ZIELSETZUNG — Kopiere aus der Liste wortgetreu alles von der Zeile mit "Where can the sky" bis hinunter zur Zeile mit "[[234, 61]]", beide Zeilen eingeschlossen.

Datensätze zur Positionsbestimmung —
------------------------------
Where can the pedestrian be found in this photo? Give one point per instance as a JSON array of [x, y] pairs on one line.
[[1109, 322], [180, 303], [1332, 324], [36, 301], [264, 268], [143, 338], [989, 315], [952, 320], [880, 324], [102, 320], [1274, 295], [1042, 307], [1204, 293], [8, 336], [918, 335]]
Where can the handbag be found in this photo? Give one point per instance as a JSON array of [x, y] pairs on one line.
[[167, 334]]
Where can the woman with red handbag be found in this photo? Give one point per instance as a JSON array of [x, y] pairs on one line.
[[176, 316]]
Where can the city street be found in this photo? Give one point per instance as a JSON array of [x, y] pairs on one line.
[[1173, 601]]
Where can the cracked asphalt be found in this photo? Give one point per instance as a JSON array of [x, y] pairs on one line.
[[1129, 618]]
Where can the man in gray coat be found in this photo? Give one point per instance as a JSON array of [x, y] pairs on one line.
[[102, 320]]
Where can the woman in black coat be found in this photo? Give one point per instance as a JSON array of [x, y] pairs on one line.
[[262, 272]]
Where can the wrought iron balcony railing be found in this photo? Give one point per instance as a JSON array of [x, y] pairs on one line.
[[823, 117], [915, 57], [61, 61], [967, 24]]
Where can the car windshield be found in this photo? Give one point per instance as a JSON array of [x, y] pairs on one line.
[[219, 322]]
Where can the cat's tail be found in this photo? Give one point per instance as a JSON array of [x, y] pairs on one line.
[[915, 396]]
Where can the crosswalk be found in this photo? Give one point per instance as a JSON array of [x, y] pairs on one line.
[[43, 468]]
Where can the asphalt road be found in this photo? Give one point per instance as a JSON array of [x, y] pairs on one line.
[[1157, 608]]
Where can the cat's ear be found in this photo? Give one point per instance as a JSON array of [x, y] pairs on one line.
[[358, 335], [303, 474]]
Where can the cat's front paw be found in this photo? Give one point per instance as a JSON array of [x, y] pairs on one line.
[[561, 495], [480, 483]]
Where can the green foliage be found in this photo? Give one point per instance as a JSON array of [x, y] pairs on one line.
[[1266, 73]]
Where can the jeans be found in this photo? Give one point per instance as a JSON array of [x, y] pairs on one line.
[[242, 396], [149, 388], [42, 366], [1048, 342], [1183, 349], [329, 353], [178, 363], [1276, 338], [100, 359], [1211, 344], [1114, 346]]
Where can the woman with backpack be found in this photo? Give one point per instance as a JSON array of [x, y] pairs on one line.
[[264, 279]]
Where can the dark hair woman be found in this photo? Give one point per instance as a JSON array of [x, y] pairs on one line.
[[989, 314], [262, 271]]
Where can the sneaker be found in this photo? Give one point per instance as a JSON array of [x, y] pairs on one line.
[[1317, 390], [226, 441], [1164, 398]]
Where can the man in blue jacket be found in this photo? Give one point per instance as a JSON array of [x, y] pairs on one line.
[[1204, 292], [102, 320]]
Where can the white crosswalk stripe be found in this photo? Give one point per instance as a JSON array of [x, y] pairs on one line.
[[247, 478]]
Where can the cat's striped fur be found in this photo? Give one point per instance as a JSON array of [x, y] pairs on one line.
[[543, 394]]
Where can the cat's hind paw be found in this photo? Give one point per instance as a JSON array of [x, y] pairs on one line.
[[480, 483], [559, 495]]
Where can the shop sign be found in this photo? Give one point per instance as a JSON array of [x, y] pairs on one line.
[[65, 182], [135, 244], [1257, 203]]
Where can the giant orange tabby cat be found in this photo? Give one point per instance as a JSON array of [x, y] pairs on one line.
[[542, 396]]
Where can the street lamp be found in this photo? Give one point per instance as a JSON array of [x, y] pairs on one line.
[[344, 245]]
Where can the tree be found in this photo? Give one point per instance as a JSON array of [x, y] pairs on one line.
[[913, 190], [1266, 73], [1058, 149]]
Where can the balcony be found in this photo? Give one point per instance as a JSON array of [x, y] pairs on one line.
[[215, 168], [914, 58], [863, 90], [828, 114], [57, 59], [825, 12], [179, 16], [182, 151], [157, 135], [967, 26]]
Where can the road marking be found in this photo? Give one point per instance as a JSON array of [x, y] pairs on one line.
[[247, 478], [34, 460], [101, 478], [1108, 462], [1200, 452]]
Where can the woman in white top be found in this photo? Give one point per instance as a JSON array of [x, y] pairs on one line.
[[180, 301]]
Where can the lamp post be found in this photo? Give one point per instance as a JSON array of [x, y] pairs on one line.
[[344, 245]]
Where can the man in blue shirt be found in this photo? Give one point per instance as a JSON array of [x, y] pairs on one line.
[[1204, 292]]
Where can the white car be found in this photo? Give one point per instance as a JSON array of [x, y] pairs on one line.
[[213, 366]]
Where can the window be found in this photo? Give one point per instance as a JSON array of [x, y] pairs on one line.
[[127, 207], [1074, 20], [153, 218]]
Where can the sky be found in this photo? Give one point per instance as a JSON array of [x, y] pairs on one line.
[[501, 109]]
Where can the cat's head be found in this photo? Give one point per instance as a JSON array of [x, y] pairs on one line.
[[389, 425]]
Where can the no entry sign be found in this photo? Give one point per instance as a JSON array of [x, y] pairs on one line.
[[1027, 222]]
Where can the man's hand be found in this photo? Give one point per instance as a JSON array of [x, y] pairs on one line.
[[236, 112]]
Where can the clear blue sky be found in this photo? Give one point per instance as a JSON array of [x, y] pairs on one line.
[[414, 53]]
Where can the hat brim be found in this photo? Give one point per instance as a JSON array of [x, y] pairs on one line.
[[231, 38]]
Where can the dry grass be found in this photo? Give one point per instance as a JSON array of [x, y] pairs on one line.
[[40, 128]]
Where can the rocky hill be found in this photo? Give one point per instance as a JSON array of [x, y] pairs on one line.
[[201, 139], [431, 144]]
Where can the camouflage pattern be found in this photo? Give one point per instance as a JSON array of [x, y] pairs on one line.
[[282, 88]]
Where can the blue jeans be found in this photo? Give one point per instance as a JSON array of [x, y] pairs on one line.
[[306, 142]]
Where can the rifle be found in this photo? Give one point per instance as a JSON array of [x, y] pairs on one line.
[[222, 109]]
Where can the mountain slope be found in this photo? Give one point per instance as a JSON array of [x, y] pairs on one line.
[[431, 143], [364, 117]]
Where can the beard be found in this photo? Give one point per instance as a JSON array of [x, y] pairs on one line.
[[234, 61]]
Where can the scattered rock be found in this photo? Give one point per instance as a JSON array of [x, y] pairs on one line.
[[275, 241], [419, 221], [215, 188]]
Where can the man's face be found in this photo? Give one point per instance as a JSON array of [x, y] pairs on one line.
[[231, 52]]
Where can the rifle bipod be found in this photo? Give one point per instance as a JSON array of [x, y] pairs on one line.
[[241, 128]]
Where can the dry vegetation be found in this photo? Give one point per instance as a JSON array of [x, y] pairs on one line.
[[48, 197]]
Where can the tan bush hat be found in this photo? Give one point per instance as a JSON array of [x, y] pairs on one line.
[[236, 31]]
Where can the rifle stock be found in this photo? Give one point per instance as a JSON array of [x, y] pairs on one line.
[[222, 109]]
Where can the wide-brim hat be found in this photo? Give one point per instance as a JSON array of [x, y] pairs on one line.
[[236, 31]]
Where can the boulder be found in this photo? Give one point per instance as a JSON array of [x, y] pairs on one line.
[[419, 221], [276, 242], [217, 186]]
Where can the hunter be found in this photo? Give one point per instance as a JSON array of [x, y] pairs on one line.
------------------------------
LÖSUNG —
Where can the sky be found in this photo? Give one point per instance as a JSON array of [x, y] pairs on one line.
[[501, 109]]
Where can the cat's head be found in this photo? Give one point per instance as a JSON array of [x, y] pairs on one line.
[[389, 425]]
Where can the no entry sign be found in this photo? Give one point per instance as a JSON array of [x, y] pairs on one line.
[[1027, 222]]
Where can the man's hand be found in this photo? Give one point per instance as a JSON array of [x, y] pairs on one line.
[[236, 112]]
Where can the clear blue sky be found in this photo? Give one point per instance as a JSON array of [x, y] pairs on one line.
[[414, 53]]
Where can the hat brim be found in this photo? Give one point per instance as a JSON array of [x, y] pairs on one line.
[[231, 38]]
Where can the dry grass be found in this photo? Give one point per instance as a JSON array of [x, y] pairs on one line.
[[40, 128]]
Where can the rocky hill be found in this photo? Give one point per instance as a JSON array of [x, y] pairs on one line.
[[201, 139], [431, 144]]
Where can the camouflage pattern be found in this photo? Give one point per instance as a JSON array of [x, y] pairs on one line.
[[282, 88]]
Where can the blue jeans be found in this photo? Give one point per instance as a JSON array of [x, y] pairs on one line.
[[306, 142]]
Where can the rifle be found in this photo? Give one point per instance as a JSON array of [x, y] pairs on one line.
[[222, 109]]
Where can the mountain slope be found in this photo? Give one point per instance as a JSON array of [x, y] pairs on one line.
[[431, 143], [364, 117]]
Where can the beard be found in this photo? Give one point per instance as a JSON array of [x, y] pairs on one line.
[[234, 61]]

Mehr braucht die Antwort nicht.